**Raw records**
────────────────────
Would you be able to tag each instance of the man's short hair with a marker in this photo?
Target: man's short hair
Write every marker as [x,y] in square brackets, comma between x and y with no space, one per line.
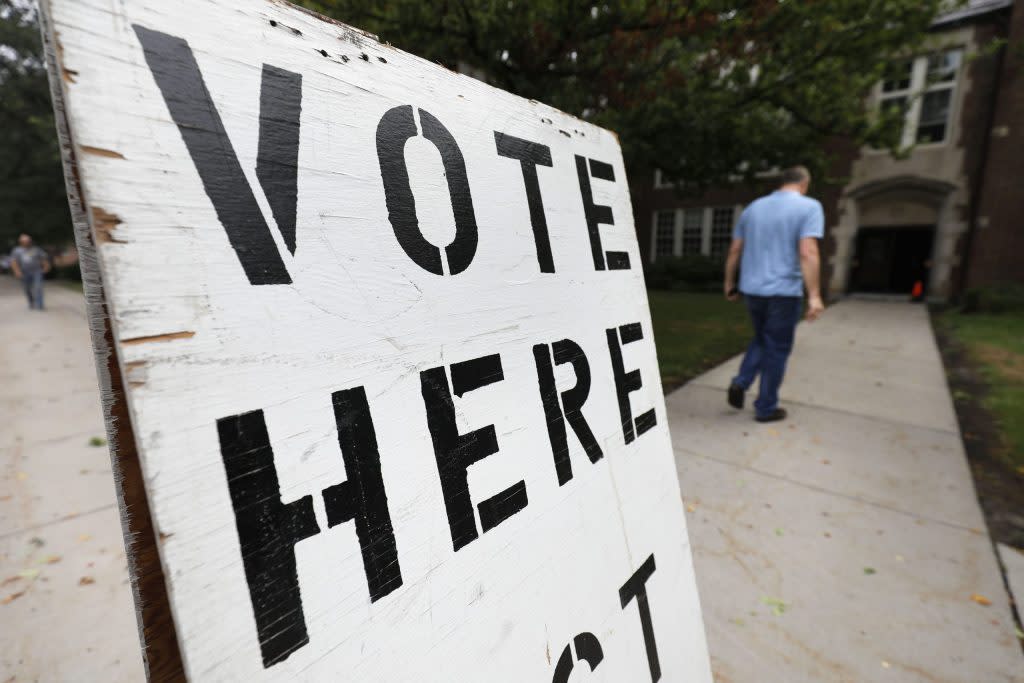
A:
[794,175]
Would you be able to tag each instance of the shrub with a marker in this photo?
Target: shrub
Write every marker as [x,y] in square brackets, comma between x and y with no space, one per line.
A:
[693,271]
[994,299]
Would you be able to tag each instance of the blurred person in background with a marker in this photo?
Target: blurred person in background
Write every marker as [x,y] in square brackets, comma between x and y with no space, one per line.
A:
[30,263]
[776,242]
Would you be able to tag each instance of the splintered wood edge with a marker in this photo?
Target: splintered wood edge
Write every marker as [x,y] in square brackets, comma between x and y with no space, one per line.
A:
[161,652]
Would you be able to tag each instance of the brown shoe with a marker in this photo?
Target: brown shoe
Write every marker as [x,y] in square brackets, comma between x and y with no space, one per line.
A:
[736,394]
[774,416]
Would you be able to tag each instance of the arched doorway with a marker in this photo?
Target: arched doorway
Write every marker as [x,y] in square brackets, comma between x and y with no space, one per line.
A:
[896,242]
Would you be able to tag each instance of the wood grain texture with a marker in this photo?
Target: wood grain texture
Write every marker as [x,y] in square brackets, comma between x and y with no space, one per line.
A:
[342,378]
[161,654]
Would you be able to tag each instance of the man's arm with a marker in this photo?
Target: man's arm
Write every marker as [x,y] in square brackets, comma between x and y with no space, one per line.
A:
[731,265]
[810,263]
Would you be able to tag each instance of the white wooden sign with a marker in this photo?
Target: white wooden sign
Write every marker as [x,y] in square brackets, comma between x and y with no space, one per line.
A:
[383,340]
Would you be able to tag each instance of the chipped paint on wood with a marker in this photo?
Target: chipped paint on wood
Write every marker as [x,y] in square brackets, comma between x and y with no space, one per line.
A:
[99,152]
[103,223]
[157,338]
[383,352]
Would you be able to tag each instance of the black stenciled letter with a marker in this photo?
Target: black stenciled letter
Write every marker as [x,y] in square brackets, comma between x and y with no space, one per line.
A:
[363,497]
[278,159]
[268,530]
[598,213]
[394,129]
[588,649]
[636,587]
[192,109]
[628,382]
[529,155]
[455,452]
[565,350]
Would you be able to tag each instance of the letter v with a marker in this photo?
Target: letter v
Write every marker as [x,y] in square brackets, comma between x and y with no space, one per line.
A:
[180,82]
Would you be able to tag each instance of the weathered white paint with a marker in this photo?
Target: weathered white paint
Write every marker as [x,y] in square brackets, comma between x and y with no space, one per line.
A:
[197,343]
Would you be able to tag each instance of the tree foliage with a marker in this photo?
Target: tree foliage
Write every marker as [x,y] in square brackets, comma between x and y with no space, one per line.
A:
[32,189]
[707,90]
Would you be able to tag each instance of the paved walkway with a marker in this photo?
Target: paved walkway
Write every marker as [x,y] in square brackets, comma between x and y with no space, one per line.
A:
────────────────────
**YOUR OBJECTIVE**
Please rewrite all of the records above as a Markdown table with two columns, Row and Line, giving each non-blank line its own numbered row. Skip blank lines and leave the pictures out.

**SOLUTION TO THE PROBLEM**
| Row | Line |
|---|---|
| 1 | Would you be able to tag each instance of the man's short hair with a marker in this photo? |
| 2 | Target: man's short hair |
| 3 | Write every marker as [x,y] in square brackets, comma between x and y with no space, one per line. |
| 4 | A: |
| 5 | [794,175] |
| 6 | Would you be able to tag each instance of the shrub with a marker in this photo? |
| 7 | Target: shrub |
| 8 | Write every marker as [x,y] in square brackets, comma between x and y with no space, one per line. |
| 9 | A: |
| 10 | [693,271] |
| 11 | [994,299] |
| 12 | Would you be able to tag each instance of the blurred person in background with a marker in this photo? |
| 13 | Target: blurred person in background |
| 14 | Write every marker as [x,y] in square brackets, comma between x and y with no space, one per line. |
| 15 | A: |
| 16 | [30,263] |
| 17 | [776,242] |
| 18 | Would you be able to tag each instance of the splintered wood edge with a marker in this photo? |
| 19 | Target: splintered wood edge |
| 20 | Write every marker as [x,y] in square brackets, comma between x and y with no space, one per line. |
| 21 | A: |
| 22 | [161,652] |
| 23 | Would you be able to tag each instance of the brown shoe with a marker in this photo? |
| 24 | Target: brown shoe |
| 25 | Write every marker as [x,y] in square brackets, comma between x and y with no space, one per line. |
| 26 | A: |
| 27 | [736,394] |
| 28 | [774,416] |
| 29 | Would you be able to tag each instance of the arched doorway with a marker in this photo? |
| 30 | Target: arched doorway |
| 31 | Write every marker as [x,y] in square brackets, comma between x and y with no space, one per line. |
| 32 | A: |
| 33 | [896,242] |
| 34 | Would you be able to tag each instance of the wood grain texture with a marker in this photo? |
| 35 | Target: wood grain texture |
| 36 | Write every marker as [x,y] in square brackets, comma between x and y with no space, one per line. |
| 37 | A: |
| 38 | [342,378] |
| 39 | [161,654] |
| 40 | Would you be able to tag each instance of the man's arm with a marker in this photo? |
| 41 | Target: man's arm |
| 42 | Write every marker as [x,y] in square brackets, comma between x and y with no space, one per line. |
| 43 | A: |
| 44 | [731,265] |
| 45 | [810,263] |
| 46 | Would you be able to tag each instance of the white wooden sign with a marker in this photo? |
| 47 | Target: white wooden sign |
| 48 | Write every marker as [x,y] in square brackets, comma between x and y with no space, one per line. |
| 49 | A: |
| 50 | [383,340] |
| 51 | Would you be able to tag each instance of the chipped paint on wood with a marker in this photo? |
| 52 | Target: chipped paint on wood |
| 53 | Write every marker as [x,y] in square brackets, comma between x and y with no space, one per line. |
| 54 | A: |
| 55 | [99,152] |
| 56 | [103,223] |
| 57 | [157,338] |
| 58 | [383,352] |
| 59 | Would you be able to tag each instance of the black stenciled letter with a marker in this photo? |
| 60 | Target: black stenciled letter |
| 61 | Write every marker as [x,y] in square brackets, comma between x and y with no space, one per line. |
| 62 | A: |
| 63 | [363,497] |
| 64 | [278,159] |
| 65 | [268,530] |
| 66 | [598,213] |
| 67 | [394,129] |
| 68 | [588,649] |
| 69 | [636,587] |
| 70 | [192,109] |
| 71 | [628,382] |
| 72 | [529,155] |
| 73 | [455,452] |
| 74 | [565,350] |
| 75 | Would you be able to tag each instance of the letter v with a marker in this photo? |
| 76 | Target: letter v |
| 77 | Write every marker as [x,y] in square brackets, comma between x and y with no space, one per line. |
| 78 | A: |
| 79 | [180,82] |
| 80 | Would you be able to tag each instance of the weathered white paint with a marker in this photo? |
| 81 | Target: weathered white paint |
| 82 | Write every marker as [x,y] in square brackets, comma between x and y with no space, one per line. |
| 83 | A: |
| 84 | [197,343] |
| 85 | Would you be able to tag each instance of the tree foliage with a marker in this photo? |
| 86 | Target: tree foliage |
| 87 | Write every marker as [x,y] in square brackets, comma between x and y with no space, one per line. |
| 88 | A: |
| 89 | [32,189] |
| 90 | [707,90] |
| 91 | Would you be able to tag each instance of the paved walkway with a marker in this photo? |
| 92 | Target: paved walkway |
| 93 | Write every marker as [x,y] in square brackets, comma between x and y with no space, one per line. |
| 94 | A: |